ESTRATTO
* * * * * * * * *

Benessere animale, nasce la coalizione contro le “bugie in etichetta”

Lo riporta un comunicato stampa dell’associazione Animalisti italiani: è nata una nuova alleanza per fermare la certificazione su base volontaria proposta dal Ministro delle politiche agricole Stefano Patuanelli e dal Ministro della salute Roberto Speranza.

Il Sistema di Qualità Nazionale Benessere Animale (SQNBA), istituito con l’articolo 224 bis del Decreto Rilancio, prevede la certificazione e l’etichettatura volontaria di prodotti di origine animale che rispettano standard superiori ai requisiti di legge.

La certificazione proposta dai Ministri, però, prevederebbe di etichettare con il claim “benessere animale” anche tutti i prodotti provenienti da scrofe in gabbia e suini che hanno subito il taglio della coda, pratica in violazione delle disposizioni contenute nella direttiva europea di protezione dei suini se effettuata in via sistematica e, quindi, illegale.

Tale certificazione garantirebbe inoltre priorità di accesso ai fondi PAC e PNRR, favorendo ancora una volta gli allevamenti di tipo intensivo, invece che stimolare la transizione verso sistemi più sostenibili.

* * * * * * * * *

DATI FORNITI
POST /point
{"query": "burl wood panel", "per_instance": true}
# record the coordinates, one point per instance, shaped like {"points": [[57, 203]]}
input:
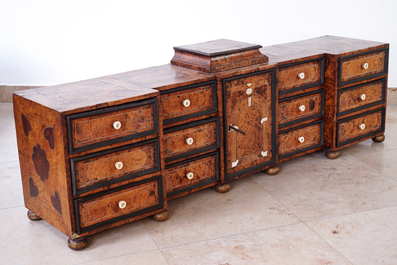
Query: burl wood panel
{"points": [[350, 99], [107, 207], [288, 77], [289, 141], [203, 135], [351, 129], [289, 110], [99, 128], [203, 169], [248, 107], [352, 68], [101, 168], [200, 98]]}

* * * * * * * * *

CONSEGNA 1
Traduci in inglese questa frase dell'articolo sul benessere animale: "Il Sistema di Qualità Nazionale Benessere Animale (SQNBA), istituito con l'articolo 224 bis del Decreto Rilancio, prevede la certificazione e l'etichettatura volontaria di prodotti di origine animale che rispettano standard superiori ai requisiti di legge."
CONSEGNA 2
Ricopia dall'articolo sul benessere animale tutto il testo che va da "Benessere animale, nasce" giù fino a "requisiti di legge.".
CONSEGNA 3
Scrivi il seguito dell'articolo sulla certificazione del benessere animale, cominciando subito dopo la sua ultima frase.

SOLUZIONE 1
The National Animal Welfare Quality System (SQNBA), established by Article 224 bis of the Relaunch Decree, provides for the voluntary certification and labeling of animal-origin products that meet standards higher than legal requirements.

SOLUZIONE 2
Benessere animale, nasce la coalizione contro le “bugie in etichetta”

Lo riporta un comunicato stampa dell’associazione Animalisti italiani: è nata una nuova alleanza per fermare la certificazione su base volontaria proposta dal Ministro delle politiche agricole Stefano Patuanelli e dal Ministro della salute Roberto Speranza.

Il Sistema di Qualità Nazionale Benessere Animale (SQNBA), istituito con l’articolo 224 bis del Decreto Rilancio, prevede la certificazione e l’etichettatura volontaria di prodotti di origine animale che rispettano standard superiori ai requisiti di legge.

SOLUZIONE 3
Pertanto 13 organizzazioni non governative italiane (tra le quali ENPA, Greenpeace e OIPA) hanno lanciato la “Coalizione contro le #BugieInEtichetta“, invitando tutte le associazioni e le fondazioni per la tutela dei consumatori, dei diritti dei cittadini, per l’ambiente e la trasparenza, a unirsi a questa battaglia per garantire consumi responsabili, consapevoli e soprattutto basati su informazioni non ingannevoli.

Le associazioni spiegano che l’attuale proposta per la certificazione volontaria dei prodotti suinicoli tradisce la fiducia dei consumatori, poiché non fornisce loro informazioni trasparenti sul metodo di allevamento degli animali, risultando al contrario estremamente ingannevole: se il decreto verrà approvato senza le opportune modifiche chieste dalla coalizione, infatti, chiunque sceglierà di acquistare al supermercato prodotti che recano sull’etichetta l’indicazione “benessere animale”, non avrà garanzia alcuna che gli stessi provengano soltanto da allevamenti che adottano standard superiori ai requisiti minimi di legge. Paradossalmente il rischio è anche quello di trovarsi a pagare di più per prodotti ottenuti con metodi di allevamento intensivo, esattamente gli stessi di oggi.

Si tratta dunque di criteri di certificazione che – se rimarranno invariati – tradiranno completamente la promessa che PAC e PNRR siano utilizzati per stimolare un’agricoltura più sostenibile, nella direzione segnata dal Green Deal europeo e dalla Strategia Farm to Fork, il tutto in spregio del recente voto al Parlamento europeo che ha chiesto alla Commissione di lavorare per allevamenti più sostenibili, un maggior spazio dedicato al biologico e la dismissione delle gabbie.